_What this task involves_. Output the data word for word. Begin at its first line and end at the line with "positive clicks: (1124, 383)".

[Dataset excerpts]
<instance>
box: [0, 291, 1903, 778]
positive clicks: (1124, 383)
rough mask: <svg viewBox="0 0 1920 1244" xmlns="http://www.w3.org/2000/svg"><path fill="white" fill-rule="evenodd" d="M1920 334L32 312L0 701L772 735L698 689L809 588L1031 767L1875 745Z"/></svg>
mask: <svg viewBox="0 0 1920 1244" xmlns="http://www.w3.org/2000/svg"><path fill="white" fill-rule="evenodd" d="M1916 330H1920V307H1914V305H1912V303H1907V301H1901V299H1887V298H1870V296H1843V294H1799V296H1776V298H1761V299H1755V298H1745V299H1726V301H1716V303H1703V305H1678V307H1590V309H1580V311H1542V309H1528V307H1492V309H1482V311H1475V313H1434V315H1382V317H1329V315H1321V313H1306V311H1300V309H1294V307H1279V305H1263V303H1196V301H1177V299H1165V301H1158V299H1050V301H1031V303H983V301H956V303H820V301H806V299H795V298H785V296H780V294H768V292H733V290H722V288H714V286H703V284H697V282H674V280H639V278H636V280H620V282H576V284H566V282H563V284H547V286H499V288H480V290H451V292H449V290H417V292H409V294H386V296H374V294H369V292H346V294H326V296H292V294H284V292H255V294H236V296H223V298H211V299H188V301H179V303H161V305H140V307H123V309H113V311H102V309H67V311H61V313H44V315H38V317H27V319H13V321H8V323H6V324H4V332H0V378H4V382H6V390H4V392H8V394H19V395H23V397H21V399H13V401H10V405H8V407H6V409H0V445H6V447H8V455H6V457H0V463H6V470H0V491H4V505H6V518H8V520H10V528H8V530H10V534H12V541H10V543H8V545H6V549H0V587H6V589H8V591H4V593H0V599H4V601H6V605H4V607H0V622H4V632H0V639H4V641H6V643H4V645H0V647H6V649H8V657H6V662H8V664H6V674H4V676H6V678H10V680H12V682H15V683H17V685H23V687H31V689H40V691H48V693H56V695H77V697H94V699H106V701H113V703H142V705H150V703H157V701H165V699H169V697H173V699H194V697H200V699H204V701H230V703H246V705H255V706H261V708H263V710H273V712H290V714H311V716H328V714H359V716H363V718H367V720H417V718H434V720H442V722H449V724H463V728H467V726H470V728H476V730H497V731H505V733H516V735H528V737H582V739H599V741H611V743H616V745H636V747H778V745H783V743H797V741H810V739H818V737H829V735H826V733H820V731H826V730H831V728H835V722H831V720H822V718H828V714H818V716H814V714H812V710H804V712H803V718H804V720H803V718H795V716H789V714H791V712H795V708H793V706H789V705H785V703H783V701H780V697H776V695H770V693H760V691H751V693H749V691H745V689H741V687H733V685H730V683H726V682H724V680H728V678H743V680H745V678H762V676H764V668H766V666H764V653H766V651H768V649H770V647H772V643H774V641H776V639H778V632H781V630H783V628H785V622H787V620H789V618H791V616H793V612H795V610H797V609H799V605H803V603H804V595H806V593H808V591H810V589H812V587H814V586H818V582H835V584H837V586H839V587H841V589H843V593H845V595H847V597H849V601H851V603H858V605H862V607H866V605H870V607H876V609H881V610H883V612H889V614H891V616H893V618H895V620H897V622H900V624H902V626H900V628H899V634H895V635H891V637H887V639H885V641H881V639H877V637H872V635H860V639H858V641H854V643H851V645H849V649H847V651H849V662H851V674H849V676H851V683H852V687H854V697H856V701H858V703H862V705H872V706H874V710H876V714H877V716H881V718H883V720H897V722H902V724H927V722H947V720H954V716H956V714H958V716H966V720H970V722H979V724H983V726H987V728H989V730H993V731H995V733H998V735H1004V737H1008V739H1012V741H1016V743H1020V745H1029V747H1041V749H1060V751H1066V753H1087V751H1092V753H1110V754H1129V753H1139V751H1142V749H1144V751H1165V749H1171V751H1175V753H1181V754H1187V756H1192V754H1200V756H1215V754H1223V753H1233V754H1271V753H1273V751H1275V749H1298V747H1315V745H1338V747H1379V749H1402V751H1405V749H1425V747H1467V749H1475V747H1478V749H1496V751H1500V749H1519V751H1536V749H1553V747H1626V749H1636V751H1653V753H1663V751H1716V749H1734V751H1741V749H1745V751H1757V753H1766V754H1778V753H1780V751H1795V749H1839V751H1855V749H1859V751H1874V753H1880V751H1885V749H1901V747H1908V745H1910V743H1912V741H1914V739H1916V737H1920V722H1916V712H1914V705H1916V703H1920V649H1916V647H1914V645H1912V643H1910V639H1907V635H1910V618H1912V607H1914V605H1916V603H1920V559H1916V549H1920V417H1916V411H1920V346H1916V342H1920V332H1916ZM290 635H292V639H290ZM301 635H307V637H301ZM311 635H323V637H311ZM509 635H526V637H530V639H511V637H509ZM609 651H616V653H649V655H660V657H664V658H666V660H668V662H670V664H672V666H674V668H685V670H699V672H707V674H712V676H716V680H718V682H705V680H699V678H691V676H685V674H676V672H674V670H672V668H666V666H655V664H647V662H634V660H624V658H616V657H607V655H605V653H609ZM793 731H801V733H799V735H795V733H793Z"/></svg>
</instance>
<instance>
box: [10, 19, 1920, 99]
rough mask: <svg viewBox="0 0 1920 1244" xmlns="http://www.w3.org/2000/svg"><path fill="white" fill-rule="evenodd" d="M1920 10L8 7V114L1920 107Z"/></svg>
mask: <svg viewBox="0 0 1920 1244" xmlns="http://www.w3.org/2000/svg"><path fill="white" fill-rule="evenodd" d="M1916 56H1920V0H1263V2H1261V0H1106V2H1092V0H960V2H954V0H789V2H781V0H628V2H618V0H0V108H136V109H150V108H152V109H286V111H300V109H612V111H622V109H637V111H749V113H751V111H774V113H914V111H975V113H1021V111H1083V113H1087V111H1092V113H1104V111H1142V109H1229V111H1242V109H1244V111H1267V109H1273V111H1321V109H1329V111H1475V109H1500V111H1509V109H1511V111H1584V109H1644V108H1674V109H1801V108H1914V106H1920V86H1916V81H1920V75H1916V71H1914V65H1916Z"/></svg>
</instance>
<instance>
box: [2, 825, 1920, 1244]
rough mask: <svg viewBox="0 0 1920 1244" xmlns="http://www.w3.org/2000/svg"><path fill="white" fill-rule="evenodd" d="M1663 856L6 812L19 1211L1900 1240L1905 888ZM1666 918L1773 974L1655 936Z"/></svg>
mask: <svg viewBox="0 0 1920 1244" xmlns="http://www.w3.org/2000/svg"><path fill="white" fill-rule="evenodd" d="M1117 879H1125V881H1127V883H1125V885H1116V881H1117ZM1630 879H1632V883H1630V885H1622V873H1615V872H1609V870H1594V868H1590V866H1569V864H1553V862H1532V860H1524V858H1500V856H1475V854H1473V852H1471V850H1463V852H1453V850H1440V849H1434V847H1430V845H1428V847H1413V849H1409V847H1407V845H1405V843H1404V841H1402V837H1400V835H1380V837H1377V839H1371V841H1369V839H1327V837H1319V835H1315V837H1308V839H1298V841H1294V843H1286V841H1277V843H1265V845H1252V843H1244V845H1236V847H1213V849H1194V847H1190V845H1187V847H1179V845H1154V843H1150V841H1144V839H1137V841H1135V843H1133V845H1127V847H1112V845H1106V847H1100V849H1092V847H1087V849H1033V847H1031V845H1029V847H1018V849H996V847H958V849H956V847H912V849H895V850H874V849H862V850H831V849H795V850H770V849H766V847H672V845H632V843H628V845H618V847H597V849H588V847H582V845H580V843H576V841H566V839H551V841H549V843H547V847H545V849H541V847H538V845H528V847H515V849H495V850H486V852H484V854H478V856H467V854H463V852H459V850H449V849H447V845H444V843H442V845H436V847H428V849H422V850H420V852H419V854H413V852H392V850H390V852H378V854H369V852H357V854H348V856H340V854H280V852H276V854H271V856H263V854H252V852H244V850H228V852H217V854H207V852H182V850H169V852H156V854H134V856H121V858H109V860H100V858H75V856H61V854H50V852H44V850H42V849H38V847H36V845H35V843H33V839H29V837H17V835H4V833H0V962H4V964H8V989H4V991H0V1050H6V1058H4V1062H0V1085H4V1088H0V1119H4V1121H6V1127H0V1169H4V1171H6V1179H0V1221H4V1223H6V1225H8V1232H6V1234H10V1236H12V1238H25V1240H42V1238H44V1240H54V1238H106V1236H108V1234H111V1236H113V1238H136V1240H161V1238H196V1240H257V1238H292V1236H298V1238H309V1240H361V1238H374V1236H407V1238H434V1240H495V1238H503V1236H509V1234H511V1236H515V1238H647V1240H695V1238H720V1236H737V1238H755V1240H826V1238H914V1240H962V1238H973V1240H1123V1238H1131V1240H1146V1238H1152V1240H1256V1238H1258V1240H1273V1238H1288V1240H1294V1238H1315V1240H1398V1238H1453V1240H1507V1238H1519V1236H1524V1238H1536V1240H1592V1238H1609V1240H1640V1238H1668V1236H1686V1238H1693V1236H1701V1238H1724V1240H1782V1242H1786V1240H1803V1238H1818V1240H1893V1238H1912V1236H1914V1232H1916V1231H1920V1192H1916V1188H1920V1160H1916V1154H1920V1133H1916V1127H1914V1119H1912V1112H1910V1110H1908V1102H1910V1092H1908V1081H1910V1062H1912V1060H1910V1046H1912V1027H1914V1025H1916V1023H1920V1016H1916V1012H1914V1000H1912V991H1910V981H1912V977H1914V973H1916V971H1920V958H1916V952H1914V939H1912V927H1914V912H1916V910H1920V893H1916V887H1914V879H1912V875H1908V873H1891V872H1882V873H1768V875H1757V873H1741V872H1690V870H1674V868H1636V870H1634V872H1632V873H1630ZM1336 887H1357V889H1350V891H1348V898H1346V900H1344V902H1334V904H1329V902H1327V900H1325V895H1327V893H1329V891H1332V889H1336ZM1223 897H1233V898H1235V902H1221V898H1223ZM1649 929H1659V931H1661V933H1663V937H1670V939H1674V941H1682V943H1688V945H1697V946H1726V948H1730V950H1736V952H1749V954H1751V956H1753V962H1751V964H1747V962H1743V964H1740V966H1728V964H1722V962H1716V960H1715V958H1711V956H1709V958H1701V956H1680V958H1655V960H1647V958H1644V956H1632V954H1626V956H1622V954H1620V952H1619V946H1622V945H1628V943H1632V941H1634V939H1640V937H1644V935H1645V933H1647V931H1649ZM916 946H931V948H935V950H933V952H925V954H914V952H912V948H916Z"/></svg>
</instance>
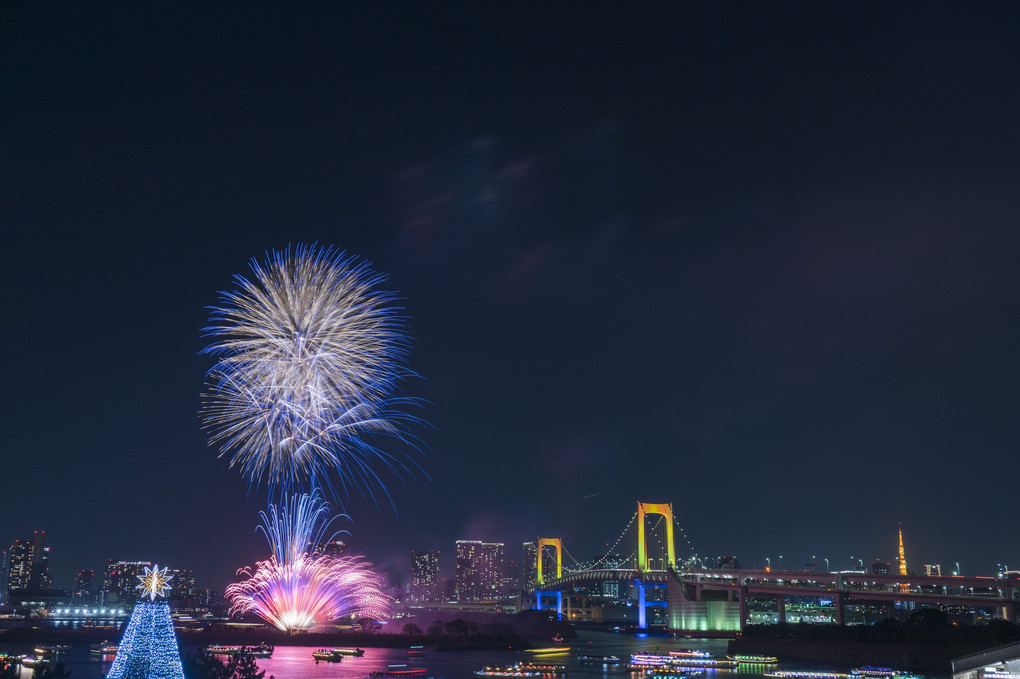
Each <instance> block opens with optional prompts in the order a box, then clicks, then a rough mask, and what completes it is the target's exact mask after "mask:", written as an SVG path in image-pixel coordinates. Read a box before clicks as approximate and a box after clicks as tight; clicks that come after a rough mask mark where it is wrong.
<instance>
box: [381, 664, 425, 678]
mask: <svg viewBox="0 0 1020 679" xmlns="http://www.w3.org/2000/svg"><path fill="white" fill-rule="evenodd" d="M426 674H428V668H427V667H408V666H406V665H391V666H389V667H388V668H387V669H385V670H375V671H374V672H370V673H369V674H368V677H367V678H366V679H375V677H423V676H425V675H426Z"/></svg>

_Solution for this exercise_.
<instance>
box: [0, 291, 1903, 778]
positive clicks: (1124, 383)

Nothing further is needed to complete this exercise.